_Dataset excerpts_:
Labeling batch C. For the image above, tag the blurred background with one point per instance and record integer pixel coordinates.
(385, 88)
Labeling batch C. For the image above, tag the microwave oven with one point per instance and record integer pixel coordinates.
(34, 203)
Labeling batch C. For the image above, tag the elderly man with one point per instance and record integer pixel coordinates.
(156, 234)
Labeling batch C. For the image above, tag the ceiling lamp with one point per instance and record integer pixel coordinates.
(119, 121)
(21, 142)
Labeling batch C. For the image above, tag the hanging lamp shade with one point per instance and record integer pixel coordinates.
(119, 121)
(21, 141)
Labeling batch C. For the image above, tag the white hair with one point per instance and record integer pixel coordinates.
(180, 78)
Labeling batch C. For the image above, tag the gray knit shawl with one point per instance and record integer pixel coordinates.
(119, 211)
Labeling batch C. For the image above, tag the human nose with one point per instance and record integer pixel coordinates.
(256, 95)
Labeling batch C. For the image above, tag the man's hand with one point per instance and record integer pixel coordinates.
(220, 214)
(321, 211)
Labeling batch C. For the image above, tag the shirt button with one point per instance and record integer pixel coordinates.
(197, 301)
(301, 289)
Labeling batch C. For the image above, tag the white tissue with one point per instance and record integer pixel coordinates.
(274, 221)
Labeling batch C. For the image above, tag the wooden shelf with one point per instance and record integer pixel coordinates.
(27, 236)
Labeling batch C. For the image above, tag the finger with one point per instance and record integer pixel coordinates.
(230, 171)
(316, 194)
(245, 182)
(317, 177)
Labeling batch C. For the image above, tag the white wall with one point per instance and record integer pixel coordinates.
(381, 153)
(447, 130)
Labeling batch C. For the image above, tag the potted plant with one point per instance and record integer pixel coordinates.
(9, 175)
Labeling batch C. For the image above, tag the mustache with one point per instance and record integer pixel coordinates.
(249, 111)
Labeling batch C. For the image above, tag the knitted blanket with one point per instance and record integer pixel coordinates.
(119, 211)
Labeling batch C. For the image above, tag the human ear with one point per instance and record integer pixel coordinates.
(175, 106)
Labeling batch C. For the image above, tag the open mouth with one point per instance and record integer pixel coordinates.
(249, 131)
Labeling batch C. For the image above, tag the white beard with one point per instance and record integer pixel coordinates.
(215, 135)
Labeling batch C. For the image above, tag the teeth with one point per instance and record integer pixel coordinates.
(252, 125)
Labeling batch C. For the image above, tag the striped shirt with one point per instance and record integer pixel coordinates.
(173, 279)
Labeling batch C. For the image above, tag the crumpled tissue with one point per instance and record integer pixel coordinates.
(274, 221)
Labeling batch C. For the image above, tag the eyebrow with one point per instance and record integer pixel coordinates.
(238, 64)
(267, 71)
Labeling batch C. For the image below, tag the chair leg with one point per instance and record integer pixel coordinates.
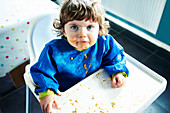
(28, 100)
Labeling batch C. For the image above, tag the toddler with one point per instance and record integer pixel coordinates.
(84, 48)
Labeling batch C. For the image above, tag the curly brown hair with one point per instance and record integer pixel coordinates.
(79, 10)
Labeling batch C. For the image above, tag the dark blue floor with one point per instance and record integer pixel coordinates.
(13, 100)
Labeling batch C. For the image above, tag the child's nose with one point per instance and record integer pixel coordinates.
(82, 33)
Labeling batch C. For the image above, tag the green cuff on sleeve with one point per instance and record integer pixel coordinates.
(45, 93)
(123, 73)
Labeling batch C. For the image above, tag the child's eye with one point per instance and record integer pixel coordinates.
(89, 27)
(74, 27)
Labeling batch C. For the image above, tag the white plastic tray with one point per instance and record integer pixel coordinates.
(97, 94)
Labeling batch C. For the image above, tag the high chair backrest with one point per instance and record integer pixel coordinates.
(39, 33)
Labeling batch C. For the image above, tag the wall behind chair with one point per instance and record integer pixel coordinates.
(163, 33)
(151, 17)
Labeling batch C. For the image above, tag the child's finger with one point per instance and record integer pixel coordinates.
(114, 82)
(56, 105)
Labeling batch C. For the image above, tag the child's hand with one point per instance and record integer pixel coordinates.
(118, 80)
(47, 102)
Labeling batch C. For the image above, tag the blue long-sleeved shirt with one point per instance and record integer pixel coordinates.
(61, 66)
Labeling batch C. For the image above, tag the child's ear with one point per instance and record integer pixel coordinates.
(64, 33)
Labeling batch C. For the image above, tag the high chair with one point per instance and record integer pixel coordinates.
(96, 92)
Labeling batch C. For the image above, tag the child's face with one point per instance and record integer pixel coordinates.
(81, 34)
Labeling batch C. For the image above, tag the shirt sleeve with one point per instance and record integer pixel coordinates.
(43, 72)
(114, 59)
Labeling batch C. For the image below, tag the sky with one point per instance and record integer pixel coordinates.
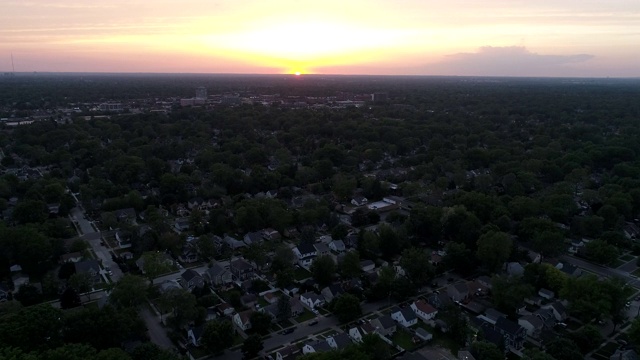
(553, 38)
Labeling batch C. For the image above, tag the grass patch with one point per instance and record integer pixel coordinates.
(403, 339)
(306, 315)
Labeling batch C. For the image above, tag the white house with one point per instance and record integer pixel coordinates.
(243, 320)
(547, 294)
(424, 311)
(358, 332)
(405, 317)
(311, 300)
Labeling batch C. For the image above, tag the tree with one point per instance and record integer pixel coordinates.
(483, 350)
(350, 265)
(129, 291)
(563, 348)
(601, 252)
(260, 322)
(459, 258)
(347, 307)
(217, 336)
(182, 305)
(586, 338)
(284, 308)
(323, 268)
(155, 264)
(416, 266)
(252, 346)
(494, 248)
(508, 293)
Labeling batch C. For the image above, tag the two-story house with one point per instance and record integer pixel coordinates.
(424, 310)
(218, 276)
(190, 279)
(241, 269)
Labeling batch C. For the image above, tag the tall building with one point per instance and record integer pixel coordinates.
(201, 93)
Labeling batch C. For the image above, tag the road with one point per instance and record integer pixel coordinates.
(93, 238)
(602, 271)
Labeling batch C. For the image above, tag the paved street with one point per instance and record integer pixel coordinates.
(93, 238)
(602, 271)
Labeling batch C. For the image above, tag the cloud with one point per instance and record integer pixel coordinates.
(509, 61)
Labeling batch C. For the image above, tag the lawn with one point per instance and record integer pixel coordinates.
(403, 339)
(306, 315)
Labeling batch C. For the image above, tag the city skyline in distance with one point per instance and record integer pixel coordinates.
(565, 38)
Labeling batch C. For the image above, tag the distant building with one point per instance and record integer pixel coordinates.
(201, 93)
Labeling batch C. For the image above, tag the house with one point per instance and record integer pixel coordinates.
(253, 238)
(514, 268)
(271, 298)
(332, 291)
(127, 215)
(514, 334)
(546, 294)
(359, 201)
(321, 249)
(4, 293)
(233, 242)
(485, 281)
(547, 317)
(71, 257)
(423, 334)
(339, 341)
(123, 237)
(195, 335)
(305, 253)
(217, 275)
(367, 265)
(532, 325)
(90, 267)
(624, 354)
(458, 292)
(168, 285)
(384, 325)
(337, 246)
(405, 317)
(287, 353)
(190, 279)
(249, 300)
(492, 315)
(631, 231)
(296, 307)
(225, 309)
(243, 319)
(465, 355)
(311, 300)
(241, 269)
(358, 332)
(423, 310)
(318, 346)
(559, 310)
(271, 234)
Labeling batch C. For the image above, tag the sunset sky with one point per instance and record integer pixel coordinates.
(404, 37)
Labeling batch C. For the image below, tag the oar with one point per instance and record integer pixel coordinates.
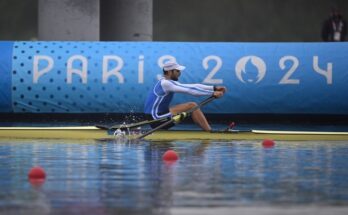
(137, 124)
(132, 125)
(177, 118)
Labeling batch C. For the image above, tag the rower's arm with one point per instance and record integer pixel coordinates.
(193, 89)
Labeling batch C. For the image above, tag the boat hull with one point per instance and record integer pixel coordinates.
(91, 132)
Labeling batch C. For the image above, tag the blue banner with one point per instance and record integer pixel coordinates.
(115, 77)
(5, 76)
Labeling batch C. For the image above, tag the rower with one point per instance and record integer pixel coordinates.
(158, 101)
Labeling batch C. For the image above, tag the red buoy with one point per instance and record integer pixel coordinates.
(267, 143)
(170, 155)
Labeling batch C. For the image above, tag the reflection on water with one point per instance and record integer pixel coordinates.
(112, 177)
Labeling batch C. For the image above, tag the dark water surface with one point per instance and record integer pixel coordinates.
(114, 177)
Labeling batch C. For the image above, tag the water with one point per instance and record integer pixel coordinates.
(110, 177)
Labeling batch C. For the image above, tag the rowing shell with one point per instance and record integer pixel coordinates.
(91, 132)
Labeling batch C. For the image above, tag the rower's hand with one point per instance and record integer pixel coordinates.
(220, 88)
(218, 94)
(179, 117)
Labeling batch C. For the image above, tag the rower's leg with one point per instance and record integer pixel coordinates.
(197, 115)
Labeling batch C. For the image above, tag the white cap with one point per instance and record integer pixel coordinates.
(171, 65)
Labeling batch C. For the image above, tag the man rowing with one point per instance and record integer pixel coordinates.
(158, 101)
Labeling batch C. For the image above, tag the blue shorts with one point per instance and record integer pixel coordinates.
(156, 124)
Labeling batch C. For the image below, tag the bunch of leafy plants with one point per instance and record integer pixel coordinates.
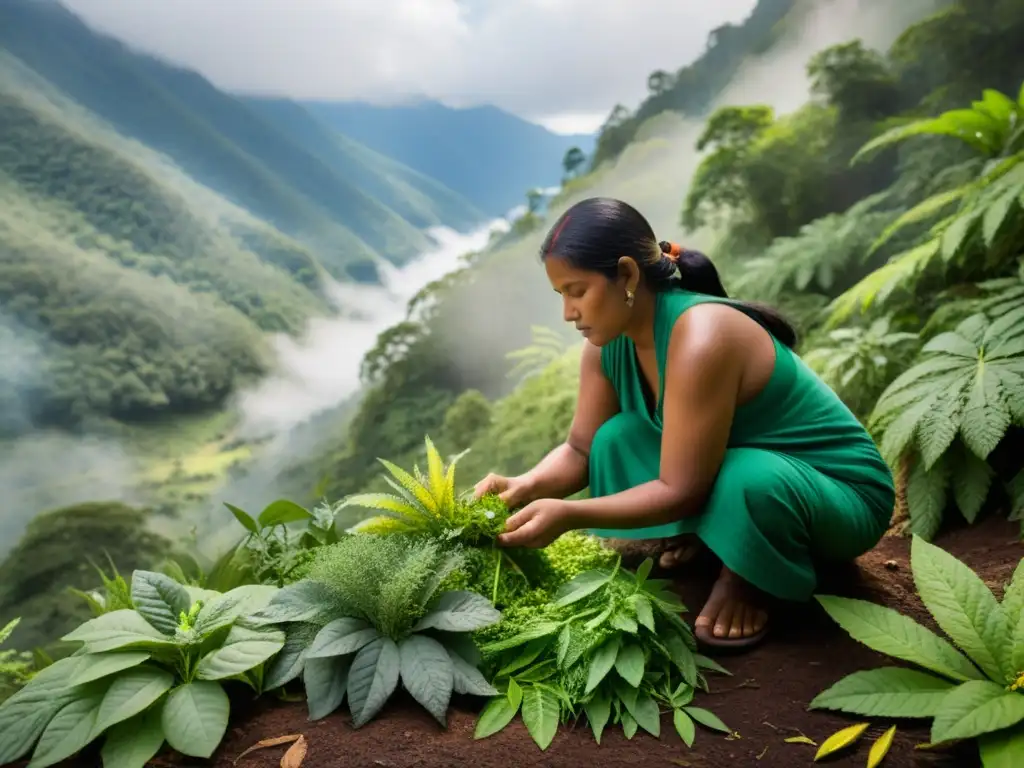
(142, 676)
(273, 551)
(371, 612)
(426, 505)
(950, 411)
(613, 646)
(971, 688)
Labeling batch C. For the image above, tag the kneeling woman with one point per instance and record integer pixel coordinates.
(695, 419)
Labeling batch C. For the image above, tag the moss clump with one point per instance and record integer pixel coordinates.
(572, 553)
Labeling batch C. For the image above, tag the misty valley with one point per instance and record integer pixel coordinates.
(256, 351)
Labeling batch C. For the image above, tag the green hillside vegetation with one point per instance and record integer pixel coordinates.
(217, 139)
(419, 199)
(483, 153)
(803, 250)
(886, 216)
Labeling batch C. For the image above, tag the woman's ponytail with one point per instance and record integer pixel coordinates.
(697, 273)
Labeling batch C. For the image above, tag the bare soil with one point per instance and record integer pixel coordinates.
(765, 701)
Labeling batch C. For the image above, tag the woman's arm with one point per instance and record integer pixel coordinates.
(566, 469)
(701, 385)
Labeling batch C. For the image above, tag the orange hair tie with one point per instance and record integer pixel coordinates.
(674, 251)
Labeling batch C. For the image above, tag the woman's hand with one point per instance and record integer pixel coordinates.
(537, 524)
(514, 492)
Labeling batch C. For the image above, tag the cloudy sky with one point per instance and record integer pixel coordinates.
(561, 62)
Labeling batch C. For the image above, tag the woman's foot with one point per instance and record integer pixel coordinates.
(734, 614)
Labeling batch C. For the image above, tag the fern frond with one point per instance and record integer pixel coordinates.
(412, 484)
(435, 471)
(972, 127)
(880, 285)
(383, 502)
(921, 212)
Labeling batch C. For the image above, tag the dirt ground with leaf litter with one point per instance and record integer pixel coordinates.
(765, 700)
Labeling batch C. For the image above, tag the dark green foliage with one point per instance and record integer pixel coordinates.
(54, 553)
(374, 611)
(612, 646)
(216, 138)
(141, 676)
(693, 88)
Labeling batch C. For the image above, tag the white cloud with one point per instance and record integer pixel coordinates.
(558, 61)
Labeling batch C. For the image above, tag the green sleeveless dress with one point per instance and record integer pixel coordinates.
(802, 481)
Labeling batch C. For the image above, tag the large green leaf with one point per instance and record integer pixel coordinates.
(598, 710)
(372, 679)
(427, 674)
(961, 603)
(886, 631)
(119, 630)
(582, 586)
(195, 718)
(460, 610)
(159, 599)
(282, 512)
(326, 681)
(223, 609)
(69, 731)
(131, 692)
(467, 679)
(287, 666)
(134, 742)
(890, 691)
(644, 711)
(98, 666)
(541, 714)
(302, 601)
(244, 648)
(975, 708)
(630, 664)
(26, 714)
(341, 636)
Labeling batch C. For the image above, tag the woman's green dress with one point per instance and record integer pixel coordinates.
(802, 481)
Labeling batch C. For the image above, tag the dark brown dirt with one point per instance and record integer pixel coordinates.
(765, 701)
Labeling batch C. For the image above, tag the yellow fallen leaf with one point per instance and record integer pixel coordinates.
(275, 741)
(801, 740)
(840, 739)
(295, 755)
(881, 748)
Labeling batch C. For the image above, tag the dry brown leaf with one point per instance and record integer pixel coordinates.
(275, 741)
(295, 755)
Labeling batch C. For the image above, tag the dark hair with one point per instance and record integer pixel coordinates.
(595, 232)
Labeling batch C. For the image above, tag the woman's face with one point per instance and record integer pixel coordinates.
(593, 303)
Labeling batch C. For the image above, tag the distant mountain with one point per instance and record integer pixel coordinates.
(482, 153)
(225, 144)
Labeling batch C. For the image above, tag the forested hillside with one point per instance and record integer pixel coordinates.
(155, 228)
(795, 221)
(466, 150)
(899, 261)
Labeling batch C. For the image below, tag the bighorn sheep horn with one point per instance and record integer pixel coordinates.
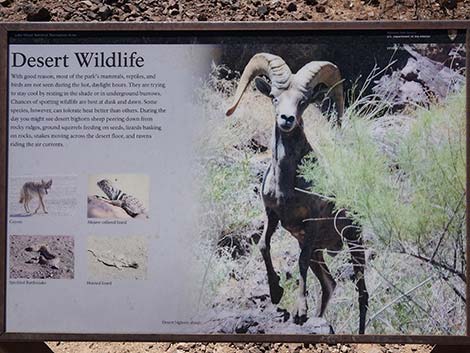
(262, 64)
(316, 72)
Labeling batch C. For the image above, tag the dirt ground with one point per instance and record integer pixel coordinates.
(117, 258)
(91, 347)
(231, 10)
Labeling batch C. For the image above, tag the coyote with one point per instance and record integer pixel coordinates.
(33, 189)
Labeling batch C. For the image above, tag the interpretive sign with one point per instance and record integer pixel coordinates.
(216, 182)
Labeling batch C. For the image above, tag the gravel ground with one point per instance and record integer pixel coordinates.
(232, 10)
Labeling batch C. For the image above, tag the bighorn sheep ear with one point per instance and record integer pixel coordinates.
(321, 72)
(262, 64)
(263, 86)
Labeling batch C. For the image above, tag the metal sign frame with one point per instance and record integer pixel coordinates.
(195, 28)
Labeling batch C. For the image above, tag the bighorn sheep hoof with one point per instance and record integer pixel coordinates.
(276, 292)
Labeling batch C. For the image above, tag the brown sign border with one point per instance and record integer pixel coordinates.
(181, 27)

_Instruction_: Beginning at the line where "Labeling batch C. For the image above, tag the coyote" appears, extract each line through the end of the data above; keep them exact and include nothing else.

_Full response_:
Labeling batch C. For the image above, tag the coyote with one point per instance and record integer pixel coordinates.
(33, 189)
Labeling batch C. For the image above, tag the interpretive sign with one point per instance and record integer pixel coordinates.
(216, 182)
Labeling batch C. For the image above, tag the gravel ground with one point per instance and record integer pixel coordinates.
(232, 10)
Labeling batch C. For the image above, tag the bighorn sheep ear with one point per instance and record integer pixel coordinates.
(321, 72)
(262, 64)
(263, 86)
Labeling batch C. For the image above, tag the metal sign frame with one point per instance and record integer pixel coordinates.
(195, 28)
Labeling batch C. For the image above, tag the bighorn sheep hoof with one point per instance and record integer pixel coordinates.
(276, 292)
Labeling batch C. For the image above, tag the brown sign border with one point per instance and record integer pixel coordinates.
(181, 27)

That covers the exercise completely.